--- YOUR INSTRUCTIONS ---
In the reply, give back exactly the lines from the one with "the woman, the" through the last line of the records, without pictures.

--- RECORDS FOR THE TASK ---

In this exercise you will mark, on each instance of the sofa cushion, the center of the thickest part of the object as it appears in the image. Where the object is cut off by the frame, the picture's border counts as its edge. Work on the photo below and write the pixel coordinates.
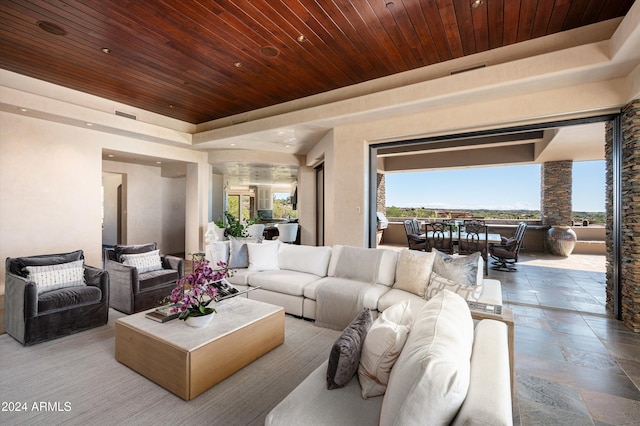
(240, 276)
(461, 269)
(413, 271)
(309, 259)
(394, 296)
(158, 278)
(345, 353)
(281, 281)
(69, 296)
(381, 348)
(17, 265)
(430, 379)
(133, 249)
(143, 262)
(489, 370)
(52, 277)
(310, 403)
(263, 256)
(370, 295)
(438, 283)
(238, 252)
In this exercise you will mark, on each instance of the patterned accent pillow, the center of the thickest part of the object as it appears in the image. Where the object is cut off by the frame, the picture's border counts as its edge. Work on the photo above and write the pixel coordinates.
(461, 269)
(52, 277)
(439, 283)
(143, 262)
(345, 353)
(381, 348)
(413, 271)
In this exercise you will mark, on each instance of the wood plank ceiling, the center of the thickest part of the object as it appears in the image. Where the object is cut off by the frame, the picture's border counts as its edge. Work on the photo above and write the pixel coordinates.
(199, 60)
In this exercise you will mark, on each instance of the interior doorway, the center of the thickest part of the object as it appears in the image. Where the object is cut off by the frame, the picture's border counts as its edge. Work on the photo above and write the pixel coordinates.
(320, 205)
(113, 229)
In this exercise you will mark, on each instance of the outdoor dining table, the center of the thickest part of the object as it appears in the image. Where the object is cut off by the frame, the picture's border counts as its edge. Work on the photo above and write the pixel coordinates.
(455, 236)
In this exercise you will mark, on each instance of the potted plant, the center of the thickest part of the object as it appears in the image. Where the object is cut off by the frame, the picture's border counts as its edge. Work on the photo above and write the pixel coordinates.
(234, 228)
(194, 292)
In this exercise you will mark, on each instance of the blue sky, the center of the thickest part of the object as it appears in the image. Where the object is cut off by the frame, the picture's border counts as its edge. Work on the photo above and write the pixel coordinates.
(496, 188)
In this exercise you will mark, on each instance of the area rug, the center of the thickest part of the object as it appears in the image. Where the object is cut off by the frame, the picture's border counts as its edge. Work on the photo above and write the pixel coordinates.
(76, 380)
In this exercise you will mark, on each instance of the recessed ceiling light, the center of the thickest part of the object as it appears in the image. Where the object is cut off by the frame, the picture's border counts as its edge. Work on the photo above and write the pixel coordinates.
(51, 28)
(269, 51)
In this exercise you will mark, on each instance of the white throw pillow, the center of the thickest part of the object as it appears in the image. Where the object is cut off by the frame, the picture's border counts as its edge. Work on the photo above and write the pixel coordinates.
(430, 379)
(413, 271)
(143, 262)
(263, 256)
(438, 283)
(52, 277)
(238, 252)
(381, 348)
(217, 251)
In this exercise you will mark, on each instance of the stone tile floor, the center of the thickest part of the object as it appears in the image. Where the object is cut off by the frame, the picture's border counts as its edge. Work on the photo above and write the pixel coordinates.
(575, 364)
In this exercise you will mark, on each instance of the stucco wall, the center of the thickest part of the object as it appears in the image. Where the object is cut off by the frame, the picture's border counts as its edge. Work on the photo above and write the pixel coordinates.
(50, 198)
(155, 206)
(50, 191)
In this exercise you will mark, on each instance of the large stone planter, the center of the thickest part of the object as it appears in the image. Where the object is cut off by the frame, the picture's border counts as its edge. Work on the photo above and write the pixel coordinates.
(562, 240)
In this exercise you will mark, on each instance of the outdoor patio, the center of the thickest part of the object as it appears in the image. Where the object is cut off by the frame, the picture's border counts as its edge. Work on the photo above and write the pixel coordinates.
(575, 365)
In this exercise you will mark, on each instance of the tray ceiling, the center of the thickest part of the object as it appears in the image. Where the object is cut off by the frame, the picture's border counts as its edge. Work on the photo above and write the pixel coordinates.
(201, 60)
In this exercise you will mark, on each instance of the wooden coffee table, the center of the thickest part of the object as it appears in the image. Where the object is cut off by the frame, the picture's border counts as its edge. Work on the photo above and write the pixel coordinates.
(187, 361)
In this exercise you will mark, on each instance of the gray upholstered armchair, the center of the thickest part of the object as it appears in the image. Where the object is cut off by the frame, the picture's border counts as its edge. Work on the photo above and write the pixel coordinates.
(137, 283)
(51, 296)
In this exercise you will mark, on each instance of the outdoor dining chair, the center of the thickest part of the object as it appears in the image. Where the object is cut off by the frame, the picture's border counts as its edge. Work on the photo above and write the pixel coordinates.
(475, 238)
(415, 241)
(440, 236)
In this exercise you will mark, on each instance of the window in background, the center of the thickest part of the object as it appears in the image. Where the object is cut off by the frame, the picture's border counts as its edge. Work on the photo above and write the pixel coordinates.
(240, 206)
(283, 206)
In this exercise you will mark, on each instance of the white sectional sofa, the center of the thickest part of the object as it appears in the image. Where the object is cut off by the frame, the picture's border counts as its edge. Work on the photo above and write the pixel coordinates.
(449, 371)
(292, 276)
(442, 338)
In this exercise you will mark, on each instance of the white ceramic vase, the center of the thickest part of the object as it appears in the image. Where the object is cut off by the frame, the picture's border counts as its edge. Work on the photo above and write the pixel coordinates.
(562, 240)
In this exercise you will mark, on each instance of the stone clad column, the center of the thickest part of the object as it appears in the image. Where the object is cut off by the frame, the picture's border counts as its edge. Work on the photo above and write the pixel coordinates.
(381, 198)
(556, 208)
(630, 244)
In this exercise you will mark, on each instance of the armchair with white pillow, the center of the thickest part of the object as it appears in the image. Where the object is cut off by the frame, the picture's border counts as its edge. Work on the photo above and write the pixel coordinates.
(140, 276)
(54, 295)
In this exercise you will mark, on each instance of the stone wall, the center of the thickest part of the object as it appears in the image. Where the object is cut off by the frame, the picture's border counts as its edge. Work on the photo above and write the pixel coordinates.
(556, 183)
(630, 244)
(381, 200)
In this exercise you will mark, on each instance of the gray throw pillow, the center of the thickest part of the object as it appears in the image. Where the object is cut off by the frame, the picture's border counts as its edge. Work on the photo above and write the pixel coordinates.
(461, 269)
(345, 353)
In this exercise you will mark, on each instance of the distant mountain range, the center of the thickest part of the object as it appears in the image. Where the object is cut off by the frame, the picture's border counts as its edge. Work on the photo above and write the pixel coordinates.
(578, 217)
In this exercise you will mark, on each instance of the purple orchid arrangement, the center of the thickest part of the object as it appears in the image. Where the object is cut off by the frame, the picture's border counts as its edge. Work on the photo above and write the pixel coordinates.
(195, 291)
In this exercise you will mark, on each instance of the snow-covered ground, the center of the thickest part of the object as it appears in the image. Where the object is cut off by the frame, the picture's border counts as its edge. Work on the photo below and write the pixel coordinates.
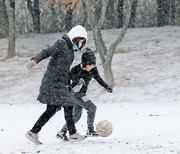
(143, 108)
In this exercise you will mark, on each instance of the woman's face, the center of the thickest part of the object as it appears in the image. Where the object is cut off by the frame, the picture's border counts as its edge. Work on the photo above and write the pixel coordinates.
(89, 67)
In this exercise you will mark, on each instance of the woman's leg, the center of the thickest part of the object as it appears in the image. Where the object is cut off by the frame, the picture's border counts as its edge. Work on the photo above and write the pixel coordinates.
(43, 119)
(69, 119)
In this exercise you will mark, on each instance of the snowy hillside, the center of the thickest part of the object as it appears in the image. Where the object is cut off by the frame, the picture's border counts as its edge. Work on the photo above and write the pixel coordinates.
(143, 108)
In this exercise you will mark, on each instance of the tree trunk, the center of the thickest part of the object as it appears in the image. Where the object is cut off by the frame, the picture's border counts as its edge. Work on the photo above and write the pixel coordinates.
(177, 16)
(119, 17)
(173, 11)
(165, 8)
(133, 14)
(35, 13)
(3, 19)
(106, 55)
(68, 19)
(10, 4)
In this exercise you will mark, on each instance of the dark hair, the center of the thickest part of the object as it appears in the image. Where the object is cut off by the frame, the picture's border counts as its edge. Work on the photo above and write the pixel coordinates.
(88, 57)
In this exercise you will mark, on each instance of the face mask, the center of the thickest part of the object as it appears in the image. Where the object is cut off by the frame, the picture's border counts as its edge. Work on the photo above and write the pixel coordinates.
(75, 47)
(80, 45)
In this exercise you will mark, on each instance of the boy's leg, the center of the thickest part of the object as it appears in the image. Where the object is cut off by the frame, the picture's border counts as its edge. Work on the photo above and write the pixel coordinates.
(43, 119)
(77, 112)
(91, 112)
(70, 124)
(33, 133)
(69, 119)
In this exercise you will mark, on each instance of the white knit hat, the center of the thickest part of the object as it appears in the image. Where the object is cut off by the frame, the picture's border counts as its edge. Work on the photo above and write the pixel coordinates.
(77, 31)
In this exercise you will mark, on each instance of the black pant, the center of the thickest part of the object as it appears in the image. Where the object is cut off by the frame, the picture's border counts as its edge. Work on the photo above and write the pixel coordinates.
(50, 111)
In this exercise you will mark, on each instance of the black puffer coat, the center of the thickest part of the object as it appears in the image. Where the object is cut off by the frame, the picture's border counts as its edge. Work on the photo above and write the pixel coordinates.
(54, 86)
(77, 72)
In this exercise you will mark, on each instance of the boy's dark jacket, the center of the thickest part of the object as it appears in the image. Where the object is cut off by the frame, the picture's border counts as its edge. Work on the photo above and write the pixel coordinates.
(78, 72)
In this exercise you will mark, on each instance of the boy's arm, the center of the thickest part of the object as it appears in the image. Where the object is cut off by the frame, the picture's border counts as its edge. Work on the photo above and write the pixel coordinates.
(98, 78)
(74, 75)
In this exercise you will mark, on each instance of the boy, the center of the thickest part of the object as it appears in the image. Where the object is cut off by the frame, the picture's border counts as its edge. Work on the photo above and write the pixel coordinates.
(84, 72)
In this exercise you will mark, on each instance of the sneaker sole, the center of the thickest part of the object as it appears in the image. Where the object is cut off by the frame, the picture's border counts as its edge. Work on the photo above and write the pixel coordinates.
(76, 140)
(28, 136)
(58, 137)
(93, 135)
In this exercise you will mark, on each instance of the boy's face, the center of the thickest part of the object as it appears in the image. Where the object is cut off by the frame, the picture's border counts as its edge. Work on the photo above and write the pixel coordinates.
(89, 67)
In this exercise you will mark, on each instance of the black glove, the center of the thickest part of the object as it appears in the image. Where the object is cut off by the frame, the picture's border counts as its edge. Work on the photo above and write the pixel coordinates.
(79, 94)
(109, 89)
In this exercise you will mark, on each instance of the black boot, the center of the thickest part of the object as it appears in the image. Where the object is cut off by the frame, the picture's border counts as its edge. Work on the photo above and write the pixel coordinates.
(91, 132)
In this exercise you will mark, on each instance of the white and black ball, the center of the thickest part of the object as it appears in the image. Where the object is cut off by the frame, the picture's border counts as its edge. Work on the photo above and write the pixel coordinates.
(104, 128)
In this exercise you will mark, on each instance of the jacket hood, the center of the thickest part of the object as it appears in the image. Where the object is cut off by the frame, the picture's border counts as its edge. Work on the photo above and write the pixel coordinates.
(77, 31)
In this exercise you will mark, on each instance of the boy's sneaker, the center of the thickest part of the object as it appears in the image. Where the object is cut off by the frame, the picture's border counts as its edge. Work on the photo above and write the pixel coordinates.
(62, 136)
(33, 137)
(77, 137)
(91, 133)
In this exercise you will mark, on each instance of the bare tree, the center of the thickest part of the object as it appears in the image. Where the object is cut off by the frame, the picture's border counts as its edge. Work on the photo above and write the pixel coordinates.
(10, 4)
(35, 13)
(96, 17)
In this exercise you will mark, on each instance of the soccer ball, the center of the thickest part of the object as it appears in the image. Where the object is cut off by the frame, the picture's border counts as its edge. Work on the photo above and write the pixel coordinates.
(104, 128)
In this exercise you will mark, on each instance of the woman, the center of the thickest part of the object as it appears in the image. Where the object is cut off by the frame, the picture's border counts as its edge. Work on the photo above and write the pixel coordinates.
(54, 89)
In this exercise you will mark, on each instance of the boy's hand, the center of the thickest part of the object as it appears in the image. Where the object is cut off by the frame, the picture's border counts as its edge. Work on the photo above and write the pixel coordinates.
(81, 81)
(109, 89)
(31, 63)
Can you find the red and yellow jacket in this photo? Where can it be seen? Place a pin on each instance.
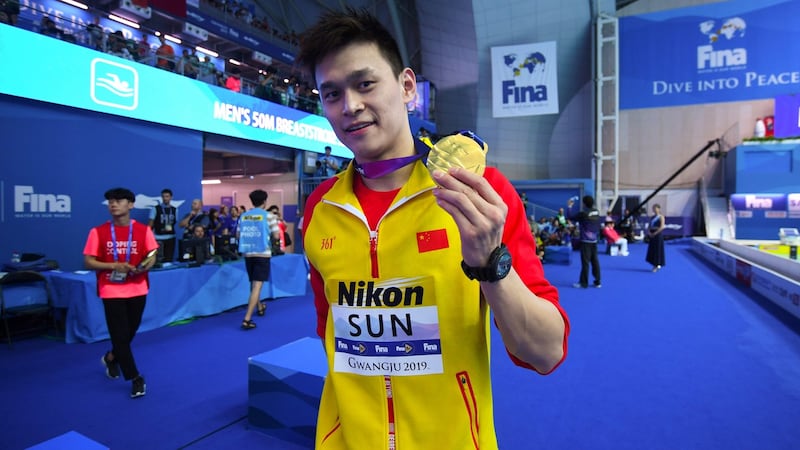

--- ANSWER SPACE ---
In this exercise you will mark, on each instance of the woman, the center of the thickest part of the object as it appears in the image. Where the object is cut off by the frame, the picture's border counts as its edge. Work on the photo above and write the pixel coordinates.
(54, 89)
In this exercise you will mark, on each instance of the boy's hand, the center of the thickest part of the object as it appears in the image. Where the object is cut off by the frame, the picture's border counts as its edge. Work on the photo above and write the pixel coordinates.
(81, 81)
(109, 89)
(31, 63)
Can you find the red and yellow jacket in this photo? Where can it be seen? Place a pin on each instance.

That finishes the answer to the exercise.